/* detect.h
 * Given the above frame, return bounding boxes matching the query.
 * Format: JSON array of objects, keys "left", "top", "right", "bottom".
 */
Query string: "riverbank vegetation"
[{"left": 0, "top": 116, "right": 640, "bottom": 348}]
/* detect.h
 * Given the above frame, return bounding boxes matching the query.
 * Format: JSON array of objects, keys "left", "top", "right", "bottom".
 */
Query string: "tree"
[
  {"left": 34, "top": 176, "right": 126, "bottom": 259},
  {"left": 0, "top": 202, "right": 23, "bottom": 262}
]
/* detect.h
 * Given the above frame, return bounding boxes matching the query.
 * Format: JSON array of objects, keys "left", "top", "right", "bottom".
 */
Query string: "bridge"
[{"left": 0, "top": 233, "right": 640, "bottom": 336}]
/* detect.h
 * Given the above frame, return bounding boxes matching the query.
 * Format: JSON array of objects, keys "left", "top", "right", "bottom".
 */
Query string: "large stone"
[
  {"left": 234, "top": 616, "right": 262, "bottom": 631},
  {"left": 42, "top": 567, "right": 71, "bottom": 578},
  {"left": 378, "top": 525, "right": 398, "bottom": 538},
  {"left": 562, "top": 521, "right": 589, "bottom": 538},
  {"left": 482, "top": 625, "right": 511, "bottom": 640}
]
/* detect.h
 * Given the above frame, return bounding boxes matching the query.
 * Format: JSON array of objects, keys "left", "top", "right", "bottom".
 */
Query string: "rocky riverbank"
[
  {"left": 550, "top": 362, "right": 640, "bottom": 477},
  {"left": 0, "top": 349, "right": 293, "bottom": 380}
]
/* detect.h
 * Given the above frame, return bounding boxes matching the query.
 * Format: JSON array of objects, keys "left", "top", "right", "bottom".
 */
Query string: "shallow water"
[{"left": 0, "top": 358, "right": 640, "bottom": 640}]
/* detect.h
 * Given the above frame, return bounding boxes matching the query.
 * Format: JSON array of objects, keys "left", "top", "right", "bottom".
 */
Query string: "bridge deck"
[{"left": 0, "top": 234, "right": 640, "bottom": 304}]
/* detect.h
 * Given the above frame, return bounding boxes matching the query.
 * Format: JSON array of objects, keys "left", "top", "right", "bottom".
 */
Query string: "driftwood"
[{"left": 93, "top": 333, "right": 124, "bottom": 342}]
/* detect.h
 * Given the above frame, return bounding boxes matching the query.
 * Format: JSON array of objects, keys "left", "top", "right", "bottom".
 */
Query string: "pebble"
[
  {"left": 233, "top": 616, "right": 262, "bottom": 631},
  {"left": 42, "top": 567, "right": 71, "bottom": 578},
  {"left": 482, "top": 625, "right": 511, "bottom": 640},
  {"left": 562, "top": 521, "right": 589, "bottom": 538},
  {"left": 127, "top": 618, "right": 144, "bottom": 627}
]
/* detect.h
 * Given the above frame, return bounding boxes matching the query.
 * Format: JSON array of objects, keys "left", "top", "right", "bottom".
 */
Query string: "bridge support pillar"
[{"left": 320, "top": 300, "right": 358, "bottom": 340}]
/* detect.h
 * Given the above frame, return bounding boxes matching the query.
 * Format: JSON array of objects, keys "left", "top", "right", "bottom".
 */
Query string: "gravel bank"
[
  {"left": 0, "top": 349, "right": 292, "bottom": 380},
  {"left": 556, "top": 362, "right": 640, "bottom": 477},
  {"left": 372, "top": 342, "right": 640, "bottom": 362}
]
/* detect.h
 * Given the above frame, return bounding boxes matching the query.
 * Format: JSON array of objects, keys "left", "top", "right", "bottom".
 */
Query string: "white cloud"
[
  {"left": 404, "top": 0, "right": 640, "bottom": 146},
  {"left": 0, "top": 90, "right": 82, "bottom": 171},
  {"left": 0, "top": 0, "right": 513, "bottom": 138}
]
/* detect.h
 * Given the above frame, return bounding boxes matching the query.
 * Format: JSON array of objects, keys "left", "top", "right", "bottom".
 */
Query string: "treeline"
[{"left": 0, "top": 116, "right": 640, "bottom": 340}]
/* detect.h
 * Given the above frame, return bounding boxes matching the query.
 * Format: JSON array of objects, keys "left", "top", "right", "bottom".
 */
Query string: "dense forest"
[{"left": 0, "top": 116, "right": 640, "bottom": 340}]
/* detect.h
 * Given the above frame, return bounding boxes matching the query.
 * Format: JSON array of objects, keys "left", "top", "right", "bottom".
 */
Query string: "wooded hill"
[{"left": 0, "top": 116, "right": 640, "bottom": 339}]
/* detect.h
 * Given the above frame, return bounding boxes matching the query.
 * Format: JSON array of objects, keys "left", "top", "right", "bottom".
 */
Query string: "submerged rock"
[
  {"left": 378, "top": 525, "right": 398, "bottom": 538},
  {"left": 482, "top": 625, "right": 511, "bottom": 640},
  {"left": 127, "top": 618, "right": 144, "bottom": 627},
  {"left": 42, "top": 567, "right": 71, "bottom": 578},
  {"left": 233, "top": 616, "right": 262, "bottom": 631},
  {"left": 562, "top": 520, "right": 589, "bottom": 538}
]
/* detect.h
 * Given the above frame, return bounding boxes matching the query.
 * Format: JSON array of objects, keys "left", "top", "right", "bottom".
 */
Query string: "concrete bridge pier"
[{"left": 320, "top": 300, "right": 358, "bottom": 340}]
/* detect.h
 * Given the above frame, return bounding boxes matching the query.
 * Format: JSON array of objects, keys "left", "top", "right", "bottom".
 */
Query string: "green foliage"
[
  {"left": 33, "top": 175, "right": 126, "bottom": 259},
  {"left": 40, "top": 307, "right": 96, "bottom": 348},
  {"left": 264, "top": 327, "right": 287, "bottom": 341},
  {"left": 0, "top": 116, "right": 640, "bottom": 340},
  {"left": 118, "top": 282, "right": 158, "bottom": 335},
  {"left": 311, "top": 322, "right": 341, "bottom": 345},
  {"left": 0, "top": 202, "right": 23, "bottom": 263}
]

________

### TASK DIRECTIONS
Show, in full, each line above that contains the string "bridge". Case counts when matching.

### RESPONSE FOR THIS EXERCISE
Query string: "bridge"
Query string: "bridge deck"
Query string: "bridge support pillar"
Query string: "concrete bridge pier"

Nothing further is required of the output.